Nah, I think the message of forgiveness and tolerance of Jesus in the New Testament is mostly pretty healthy.  I mean, stopping a whore from getting stoned to death and calling her attackers out for their hypocrisy is pretty brave, and pretty progressive.

Some of the sayings in proverbs and so on give a kind of self-help-book food for thought as well.

I'm not sure that I like that particular story because it was probably intended to cast the Pharisees in a bad light. The Pharisees really received an unfair reputation from the New Testament that continues to this day. There is quite a bit in the Gospels that is nasty toward Jews and misrepresentative of Judaism in general.

But there are some things about some parts of the Bible that I find moving. Genesis flips through so many viewpoints and alternative narratives through the course of the story and in that way resembles to a degree some postmodern fiction. The narrative is often broken to show the feelings of those who were oppressed -- Esau by Jacob, Leah who was second to Sarah. Sarah and Hagar bemoan at some point that their own father has sold them to Jacob and taken their inheritance. I was surprised the first time I noticed the narrative about to culminate in Jacob's victory was broken to include how the women would feel about being sold by their own father to their husband. And it made me sad when Leah had t hire her own husband with her son's mandrakes. Hagar the slave's suffering is included later. The text doesn't explicitly tell us how to react to the breaks in the narrative that include these other perspectives. But I think it is significant that they are included. I can't think of any other books of the Bible that so often include how women and slaves feel about their lot -- even to the point of implicitly criticizing the hero of some of these tales.

# # # #

- _EXERCISES TO COMPLETE_
a - From the discussion of the Bible, extract the stretch that begins at the words "Nah, I think" and ends after "thought as well.", copying it word for word.
b - Answer these questions from the discussion of the Bible:
(i) In the first comment, what does Jesus stop from happening to the woman?
(ii) According to the reply, what did the Pharisees receive from the New Testament?
(iii) Which book of the Bible does the writer compare to some postmodern fiction?
c - Carry on the discussion of the Bible from where it stops.

# # # #

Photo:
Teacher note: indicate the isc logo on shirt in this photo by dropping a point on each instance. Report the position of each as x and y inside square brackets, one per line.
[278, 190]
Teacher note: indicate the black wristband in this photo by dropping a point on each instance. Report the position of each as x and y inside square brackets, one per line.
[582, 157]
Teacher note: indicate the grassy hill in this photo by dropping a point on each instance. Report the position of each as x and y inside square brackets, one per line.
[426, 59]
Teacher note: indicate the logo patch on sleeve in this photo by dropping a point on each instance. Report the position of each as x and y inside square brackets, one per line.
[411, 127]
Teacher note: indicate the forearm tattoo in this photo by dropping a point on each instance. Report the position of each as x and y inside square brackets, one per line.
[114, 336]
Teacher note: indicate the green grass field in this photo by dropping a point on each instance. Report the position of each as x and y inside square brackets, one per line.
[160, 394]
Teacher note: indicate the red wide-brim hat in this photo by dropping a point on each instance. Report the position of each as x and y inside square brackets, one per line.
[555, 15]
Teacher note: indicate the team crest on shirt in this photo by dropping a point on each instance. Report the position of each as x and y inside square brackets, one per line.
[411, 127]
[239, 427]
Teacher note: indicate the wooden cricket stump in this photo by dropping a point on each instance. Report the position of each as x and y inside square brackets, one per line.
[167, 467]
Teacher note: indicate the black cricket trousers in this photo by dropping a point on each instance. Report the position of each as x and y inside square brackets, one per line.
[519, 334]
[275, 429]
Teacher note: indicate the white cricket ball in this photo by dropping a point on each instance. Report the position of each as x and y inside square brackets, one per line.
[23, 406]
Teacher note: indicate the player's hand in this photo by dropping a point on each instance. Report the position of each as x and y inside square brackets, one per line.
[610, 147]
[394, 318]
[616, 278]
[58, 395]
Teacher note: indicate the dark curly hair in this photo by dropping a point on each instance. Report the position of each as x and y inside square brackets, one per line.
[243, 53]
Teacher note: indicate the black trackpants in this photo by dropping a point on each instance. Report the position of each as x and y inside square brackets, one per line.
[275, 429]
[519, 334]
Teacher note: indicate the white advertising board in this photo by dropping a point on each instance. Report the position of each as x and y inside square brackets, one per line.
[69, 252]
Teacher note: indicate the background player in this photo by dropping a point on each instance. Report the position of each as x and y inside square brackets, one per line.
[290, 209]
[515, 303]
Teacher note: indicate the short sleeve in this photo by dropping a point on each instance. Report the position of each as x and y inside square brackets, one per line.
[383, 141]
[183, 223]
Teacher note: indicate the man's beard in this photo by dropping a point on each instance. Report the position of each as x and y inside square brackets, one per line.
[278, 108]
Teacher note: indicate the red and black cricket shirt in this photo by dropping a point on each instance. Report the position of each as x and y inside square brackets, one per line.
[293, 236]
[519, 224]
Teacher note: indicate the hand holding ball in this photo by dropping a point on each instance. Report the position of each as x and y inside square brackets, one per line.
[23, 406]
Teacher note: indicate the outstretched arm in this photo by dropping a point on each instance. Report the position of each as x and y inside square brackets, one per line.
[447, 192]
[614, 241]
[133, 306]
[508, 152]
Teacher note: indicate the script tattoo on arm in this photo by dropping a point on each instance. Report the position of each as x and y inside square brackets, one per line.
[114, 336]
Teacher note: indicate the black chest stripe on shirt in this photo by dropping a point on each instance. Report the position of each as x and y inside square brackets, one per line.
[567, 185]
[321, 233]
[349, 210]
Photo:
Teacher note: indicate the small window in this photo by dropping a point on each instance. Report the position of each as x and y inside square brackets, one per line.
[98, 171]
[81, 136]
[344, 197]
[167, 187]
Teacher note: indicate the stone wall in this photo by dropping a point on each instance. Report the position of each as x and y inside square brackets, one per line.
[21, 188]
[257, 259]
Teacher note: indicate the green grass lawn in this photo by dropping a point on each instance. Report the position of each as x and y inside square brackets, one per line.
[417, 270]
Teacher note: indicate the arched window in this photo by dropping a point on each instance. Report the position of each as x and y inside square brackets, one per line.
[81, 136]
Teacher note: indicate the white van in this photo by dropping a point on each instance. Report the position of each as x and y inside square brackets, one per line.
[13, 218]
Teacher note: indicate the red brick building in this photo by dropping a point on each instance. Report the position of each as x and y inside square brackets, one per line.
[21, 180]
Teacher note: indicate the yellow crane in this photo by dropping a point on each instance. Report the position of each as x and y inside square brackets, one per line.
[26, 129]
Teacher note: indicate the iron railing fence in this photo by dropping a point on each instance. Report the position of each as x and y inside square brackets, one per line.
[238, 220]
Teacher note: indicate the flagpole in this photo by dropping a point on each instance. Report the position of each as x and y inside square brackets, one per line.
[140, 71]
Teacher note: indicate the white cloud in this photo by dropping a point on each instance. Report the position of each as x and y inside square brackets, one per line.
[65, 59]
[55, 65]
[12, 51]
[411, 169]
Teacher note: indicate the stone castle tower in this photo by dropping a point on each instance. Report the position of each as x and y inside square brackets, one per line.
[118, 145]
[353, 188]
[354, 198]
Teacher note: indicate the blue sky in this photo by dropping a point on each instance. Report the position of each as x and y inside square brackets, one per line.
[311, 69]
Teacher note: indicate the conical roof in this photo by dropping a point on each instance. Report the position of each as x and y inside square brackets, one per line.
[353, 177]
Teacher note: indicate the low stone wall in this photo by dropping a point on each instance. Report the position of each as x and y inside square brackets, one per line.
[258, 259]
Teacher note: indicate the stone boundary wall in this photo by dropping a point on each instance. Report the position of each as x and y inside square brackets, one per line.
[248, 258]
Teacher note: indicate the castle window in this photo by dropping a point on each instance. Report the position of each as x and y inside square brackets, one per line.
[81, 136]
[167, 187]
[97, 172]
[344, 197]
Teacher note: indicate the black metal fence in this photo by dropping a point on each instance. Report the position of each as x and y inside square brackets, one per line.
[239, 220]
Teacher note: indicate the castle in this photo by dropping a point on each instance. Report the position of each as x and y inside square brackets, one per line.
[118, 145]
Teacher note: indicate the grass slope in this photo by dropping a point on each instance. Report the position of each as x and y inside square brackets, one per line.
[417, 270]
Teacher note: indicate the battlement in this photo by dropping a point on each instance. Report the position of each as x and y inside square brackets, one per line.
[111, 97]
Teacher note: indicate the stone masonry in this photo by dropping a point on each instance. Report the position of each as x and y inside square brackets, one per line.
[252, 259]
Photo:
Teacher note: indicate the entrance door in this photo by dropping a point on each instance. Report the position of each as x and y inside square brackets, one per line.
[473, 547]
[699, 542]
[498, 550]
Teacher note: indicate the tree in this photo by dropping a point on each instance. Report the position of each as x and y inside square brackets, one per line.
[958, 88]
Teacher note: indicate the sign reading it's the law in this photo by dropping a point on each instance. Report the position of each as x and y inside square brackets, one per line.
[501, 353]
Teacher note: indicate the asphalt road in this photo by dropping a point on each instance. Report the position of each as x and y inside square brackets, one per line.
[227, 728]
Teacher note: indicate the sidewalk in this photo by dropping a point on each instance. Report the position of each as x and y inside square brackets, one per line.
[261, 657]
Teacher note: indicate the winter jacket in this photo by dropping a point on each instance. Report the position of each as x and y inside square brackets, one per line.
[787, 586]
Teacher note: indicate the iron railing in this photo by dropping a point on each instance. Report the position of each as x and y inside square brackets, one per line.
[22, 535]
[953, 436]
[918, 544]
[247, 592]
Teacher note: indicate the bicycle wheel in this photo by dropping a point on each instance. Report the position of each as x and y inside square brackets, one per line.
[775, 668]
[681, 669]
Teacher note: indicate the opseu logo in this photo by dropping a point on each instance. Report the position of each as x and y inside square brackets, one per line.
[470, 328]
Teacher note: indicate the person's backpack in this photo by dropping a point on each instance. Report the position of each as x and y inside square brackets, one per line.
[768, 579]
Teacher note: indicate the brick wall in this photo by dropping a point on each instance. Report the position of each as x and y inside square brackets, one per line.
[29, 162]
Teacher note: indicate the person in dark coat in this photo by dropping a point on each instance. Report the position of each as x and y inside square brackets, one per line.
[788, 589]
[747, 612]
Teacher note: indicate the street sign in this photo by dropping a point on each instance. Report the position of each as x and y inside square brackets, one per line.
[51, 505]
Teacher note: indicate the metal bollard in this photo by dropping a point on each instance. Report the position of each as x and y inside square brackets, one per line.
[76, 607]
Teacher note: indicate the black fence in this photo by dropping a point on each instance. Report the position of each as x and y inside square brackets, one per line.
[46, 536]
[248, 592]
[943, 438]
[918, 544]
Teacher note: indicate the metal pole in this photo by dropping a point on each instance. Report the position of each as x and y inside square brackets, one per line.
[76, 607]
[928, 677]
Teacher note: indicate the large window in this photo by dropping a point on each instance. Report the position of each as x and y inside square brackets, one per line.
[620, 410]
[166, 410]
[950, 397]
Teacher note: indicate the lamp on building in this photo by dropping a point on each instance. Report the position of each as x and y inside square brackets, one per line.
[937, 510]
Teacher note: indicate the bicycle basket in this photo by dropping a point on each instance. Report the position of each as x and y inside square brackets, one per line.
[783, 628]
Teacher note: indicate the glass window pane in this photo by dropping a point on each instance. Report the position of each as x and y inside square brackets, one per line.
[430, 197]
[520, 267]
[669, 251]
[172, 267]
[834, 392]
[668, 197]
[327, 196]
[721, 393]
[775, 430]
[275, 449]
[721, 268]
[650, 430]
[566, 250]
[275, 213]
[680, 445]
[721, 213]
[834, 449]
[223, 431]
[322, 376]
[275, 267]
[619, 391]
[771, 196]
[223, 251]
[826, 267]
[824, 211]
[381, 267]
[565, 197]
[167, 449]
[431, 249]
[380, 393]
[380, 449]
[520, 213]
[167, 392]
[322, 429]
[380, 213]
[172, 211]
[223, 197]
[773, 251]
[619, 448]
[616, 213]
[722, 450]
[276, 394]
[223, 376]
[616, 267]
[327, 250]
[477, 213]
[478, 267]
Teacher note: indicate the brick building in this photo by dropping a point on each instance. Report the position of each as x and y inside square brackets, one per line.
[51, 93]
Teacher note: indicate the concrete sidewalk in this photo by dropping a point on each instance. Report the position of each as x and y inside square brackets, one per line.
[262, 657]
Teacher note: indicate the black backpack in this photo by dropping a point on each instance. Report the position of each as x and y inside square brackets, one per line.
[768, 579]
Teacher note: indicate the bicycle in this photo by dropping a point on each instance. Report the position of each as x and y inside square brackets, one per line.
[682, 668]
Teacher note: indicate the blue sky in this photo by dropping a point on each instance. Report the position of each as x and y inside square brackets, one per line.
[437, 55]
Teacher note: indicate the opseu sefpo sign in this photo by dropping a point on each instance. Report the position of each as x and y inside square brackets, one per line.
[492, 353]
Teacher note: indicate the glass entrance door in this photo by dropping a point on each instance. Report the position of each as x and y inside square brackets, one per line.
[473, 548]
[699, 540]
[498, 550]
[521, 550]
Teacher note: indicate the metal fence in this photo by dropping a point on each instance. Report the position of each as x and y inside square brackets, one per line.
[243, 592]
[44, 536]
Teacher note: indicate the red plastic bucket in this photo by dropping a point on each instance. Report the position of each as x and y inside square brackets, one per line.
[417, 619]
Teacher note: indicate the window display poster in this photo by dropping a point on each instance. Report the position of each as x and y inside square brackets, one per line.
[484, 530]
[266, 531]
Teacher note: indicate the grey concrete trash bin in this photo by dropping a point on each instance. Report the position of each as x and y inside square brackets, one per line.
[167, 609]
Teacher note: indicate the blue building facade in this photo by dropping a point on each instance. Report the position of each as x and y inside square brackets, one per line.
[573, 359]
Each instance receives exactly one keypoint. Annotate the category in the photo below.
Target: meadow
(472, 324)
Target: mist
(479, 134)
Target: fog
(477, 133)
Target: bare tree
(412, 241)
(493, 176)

# # # #

- _OUTPUTS FOR THE TASKS_
a -
Nah, I think the message of forgiveness and tolerance of Jesus in the New Testament is mostly pretty healthy.  I mean, stopping a whore from getting stoned to death and calling her attackers out for their hypocrisy is pretty brave, and pretty progressive.

Some of the sayings in proverbs and so on give a kind of self-help-book food for thought as well.

b -
(i) Her being stoned to death.
(ii) An unfair reputation that continues to this day.
(iii) Genesis.

c -
There is much I love about the Torah in general. There are some standards it contains that are harsh by our modern standards. There are other values I think some aspects of modern society could emulate better -- there were provisions in the way society was run to care for the poor and widows. I am also fascinated by the remnants of henotheistic belief that are still present in the Torah and many other things in it. I don't really understand why it is demonized so much even by some Christians. It's thousands of years old: it's not going to be up to date in every respect. And sometimes modern societies aren't any damn better anyway.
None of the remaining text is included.